- _INSTRUCTIONS FOR THE TASK_
Restate the whole listing exactly.
### SUPPLIED MATERIAL
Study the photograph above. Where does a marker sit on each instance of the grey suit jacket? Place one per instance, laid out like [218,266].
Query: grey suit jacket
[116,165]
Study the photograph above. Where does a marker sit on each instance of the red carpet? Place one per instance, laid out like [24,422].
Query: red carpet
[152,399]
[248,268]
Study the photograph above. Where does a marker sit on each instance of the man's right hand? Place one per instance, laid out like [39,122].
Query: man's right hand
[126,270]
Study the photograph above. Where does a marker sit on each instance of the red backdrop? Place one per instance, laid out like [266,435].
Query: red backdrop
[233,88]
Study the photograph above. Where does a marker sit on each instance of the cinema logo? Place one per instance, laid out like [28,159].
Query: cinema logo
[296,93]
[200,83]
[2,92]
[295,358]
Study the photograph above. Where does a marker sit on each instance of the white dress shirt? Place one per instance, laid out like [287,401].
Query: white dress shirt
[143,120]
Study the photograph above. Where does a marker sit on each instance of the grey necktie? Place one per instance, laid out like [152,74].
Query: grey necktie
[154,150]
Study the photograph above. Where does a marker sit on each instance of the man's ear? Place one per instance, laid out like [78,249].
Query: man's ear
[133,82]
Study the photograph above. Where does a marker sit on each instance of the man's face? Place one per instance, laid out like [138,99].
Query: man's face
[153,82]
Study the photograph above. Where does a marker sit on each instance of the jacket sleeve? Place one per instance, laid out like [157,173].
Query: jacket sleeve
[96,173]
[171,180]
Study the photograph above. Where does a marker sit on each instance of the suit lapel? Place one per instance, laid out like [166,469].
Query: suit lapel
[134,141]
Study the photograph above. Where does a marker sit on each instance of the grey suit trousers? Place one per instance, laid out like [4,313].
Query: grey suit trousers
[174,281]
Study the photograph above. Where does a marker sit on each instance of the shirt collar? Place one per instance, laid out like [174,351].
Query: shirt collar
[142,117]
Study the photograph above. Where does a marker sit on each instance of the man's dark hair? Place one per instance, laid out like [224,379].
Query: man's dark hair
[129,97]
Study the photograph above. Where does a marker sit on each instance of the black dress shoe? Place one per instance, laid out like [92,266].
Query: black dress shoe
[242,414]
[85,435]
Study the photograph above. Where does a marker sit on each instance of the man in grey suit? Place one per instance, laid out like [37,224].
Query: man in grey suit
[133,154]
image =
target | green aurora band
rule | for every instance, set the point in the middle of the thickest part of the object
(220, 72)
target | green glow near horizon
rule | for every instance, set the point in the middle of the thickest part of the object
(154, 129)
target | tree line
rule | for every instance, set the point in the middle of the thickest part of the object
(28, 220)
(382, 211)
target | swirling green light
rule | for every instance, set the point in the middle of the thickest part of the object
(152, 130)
######
- _RESPONSE TO THIS TASK_
Study the photograph above. Where does a marker sit on each instance of the grey suit jacket? Place one per instance, laid out like [218,266].
Query: grey suit jacket
[116,165]
Study the photograph above. Where does a marker sit on each instance of the red carpet? Place one per instance, laid out like [24,422].
Query: red carpet
[152,399]
[248,268]
Study the photograph above. Where does a marker sit on each instance of the man's right hand? Place one per instance, laid out like [39,122].
Query: man's right hand
[126,270]
Study the photograph above. Where does a marker sit on each instance of the red backdrop? Place one per instance, laid out like [266,435].
Query: red backdrop
[233,88]
Study the photograph above. Where does a marker sit on each instance of the cinema logo? Place one per instance, laid out like [28,159].
Query: cinema logo
[296,93]
[200,83]
[2,92]
[295,358]
Study the photograph above. Where does a marker sit on each instance of the white dress shirt? Place one per instance, laid out like [287,401].
Query: white dress shirt
[143,120]
Study the photograph above. Where does a marker sit on each instance of the grey necktie? Place one per instance, laid out like [152,74].
Query: grey necktie
[154,150]
Study the photograph above. Where does a marker sit on each instance of the man's ear? Place one per instance, laid out like [78,249].
Query: man's ear
[133,82]
Study the photograph above. Where does a marker sit on each instance of the man's face? Place one per instance, laid out like [138,99].
Query: man's face
[153,82]
Study the photograph above. Where does a marker sit on each instance of the jacket sleeve? Place one per instance, laid out like [157,173].
Query: jacket sleeve
[96,173]
[171,180]
Study the photograph above. Where does a marker sit on each instance of the suit lapel? Place one per instance, laid out like [166,469].
Query: suit lapel
[134,141]
Study the photograph above. Where does a marker sit on each instance of the grey suit trousers? Place one per instance, laid out like [4,313].
Query: grey suit trousers
[174,281]
Study the photograph above. Where does a marker sit on each instance of the shirt collar? Place one per instance, laid out like [174,351].
Query: shirt collar
[142,117]
Study the photograph above. Where does a marker sit on each instance of the man's dark hair? Place one per instance, laid out like [224,379].
Query: man's dark hair
[129,97]
Study the photograph above. Where does a marker sit on each instance of the black dress shoe? Place one per instance, laid out like [92,266].
Query: black dress shoe
[242,414]
[85,435]
Study the photograph above. Where does a marker sit on each instance of the man in grey suit? Place one per instance, laid out like [37,224].
Query: man in grey suit
[133,154]
image =
target | green aurora band
rule | for every instance, set the point in the middle of the thickest part of the object
(220, 72)
target | green glow near horizon
rule | for every instance, set the point in the middle of the thickest part of the object
(154, 129)
target | tree line
rule | for every instance, set the point in the middle of the thickest part of the object
(28, 220)
(382, 211)
target | swirling green light
rule | for every instance, set the point in the middle of the thickest part of the object
(152, 130)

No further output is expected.